» SHORT TASK: Count the lines below that contain the string "black", matching case exactly, and give only the number.

» ROWS:

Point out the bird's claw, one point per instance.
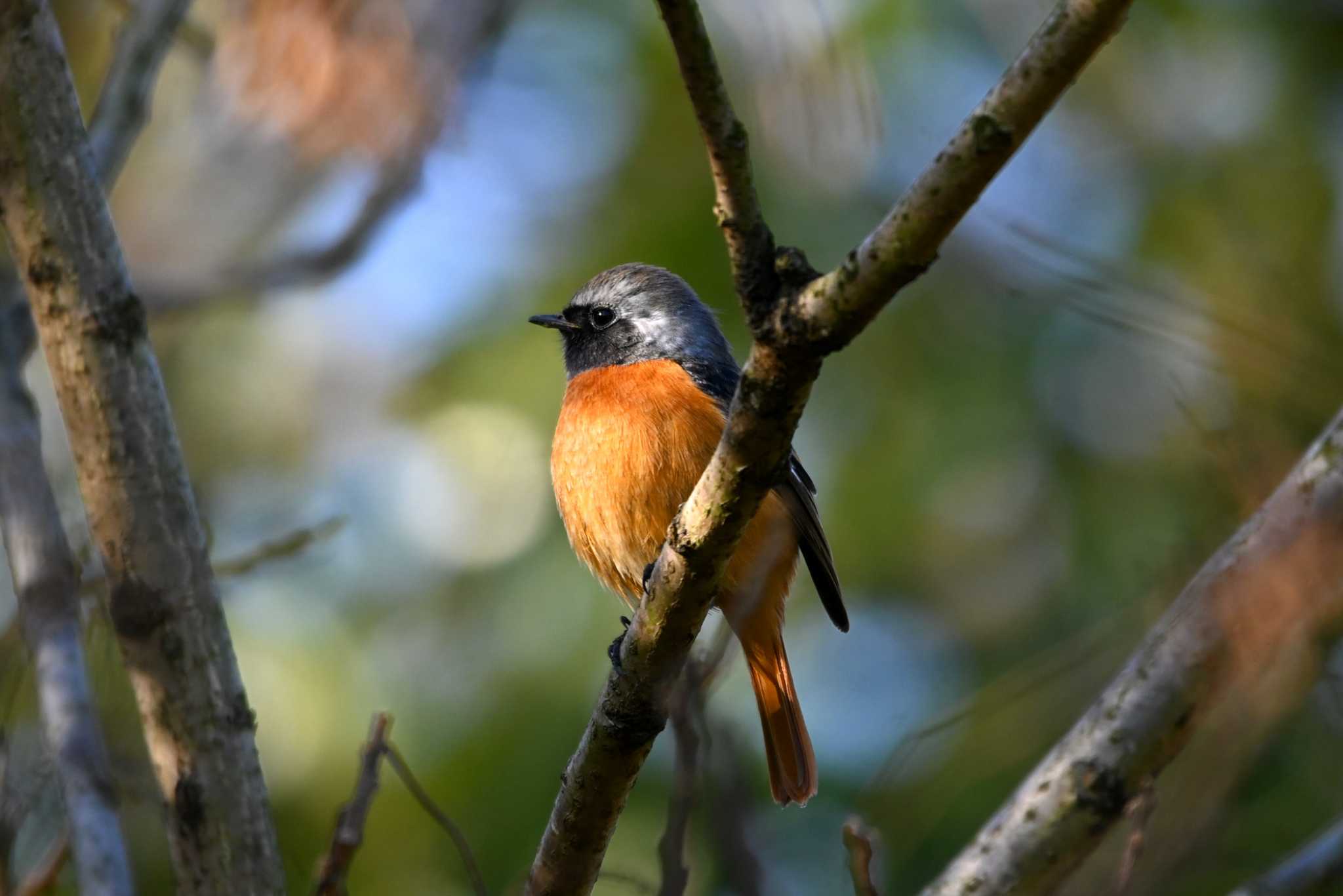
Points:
* * *
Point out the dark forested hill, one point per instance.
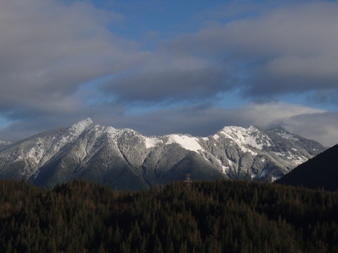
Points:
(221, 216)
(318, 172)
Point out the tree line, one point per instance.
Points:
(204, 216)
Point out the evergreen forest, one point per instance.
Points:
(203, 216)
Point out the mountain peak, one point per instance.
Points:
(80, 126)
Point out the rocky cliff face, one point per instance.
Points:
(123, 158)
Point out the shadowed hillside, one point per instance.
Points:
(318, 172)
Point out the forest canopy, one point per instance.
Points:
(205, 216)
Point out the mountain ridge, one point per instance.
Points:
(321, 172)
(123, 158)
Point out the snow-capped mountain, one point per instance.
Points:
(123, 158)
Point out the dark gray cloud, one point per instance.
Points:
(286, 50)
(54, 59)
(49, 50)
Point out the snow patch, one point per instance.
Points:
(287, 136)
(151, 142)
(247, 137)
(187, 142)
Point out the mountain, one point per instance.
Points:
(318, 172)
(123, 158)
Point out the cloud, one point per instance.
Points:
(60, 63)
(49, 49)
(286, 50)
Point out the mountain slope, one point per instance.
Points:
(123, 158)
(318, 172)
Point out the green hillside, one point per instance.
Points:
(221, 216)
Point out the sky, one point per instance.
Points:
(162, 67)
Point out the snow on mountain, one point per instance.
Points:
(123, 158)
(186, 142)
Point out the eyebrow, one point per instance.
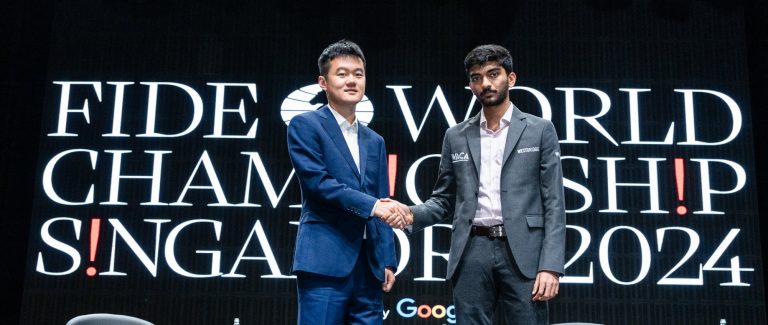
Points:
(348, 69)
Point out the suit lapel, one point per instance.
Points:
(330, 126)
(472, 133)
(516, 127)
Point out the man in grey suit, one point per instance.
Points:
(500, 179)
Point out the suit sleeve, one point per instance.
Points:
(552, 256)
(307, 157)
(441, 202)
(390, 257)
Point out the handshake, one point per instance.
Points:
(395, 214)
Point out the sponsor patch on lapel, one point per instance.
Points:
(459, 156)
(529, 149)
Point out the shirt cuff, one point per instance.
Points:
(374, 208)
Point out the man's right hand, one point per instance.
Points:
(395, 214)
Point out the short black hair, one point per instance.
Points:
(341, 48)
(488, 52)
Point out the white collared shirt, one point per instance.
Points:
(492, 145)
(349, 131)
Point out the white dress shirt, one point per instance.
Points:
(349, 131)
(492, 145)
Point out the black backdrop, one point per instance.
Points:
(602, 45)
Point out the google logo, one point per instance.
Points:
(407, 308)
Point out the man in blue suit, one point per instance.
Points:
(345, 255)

» CORRECT OUTPUT: 2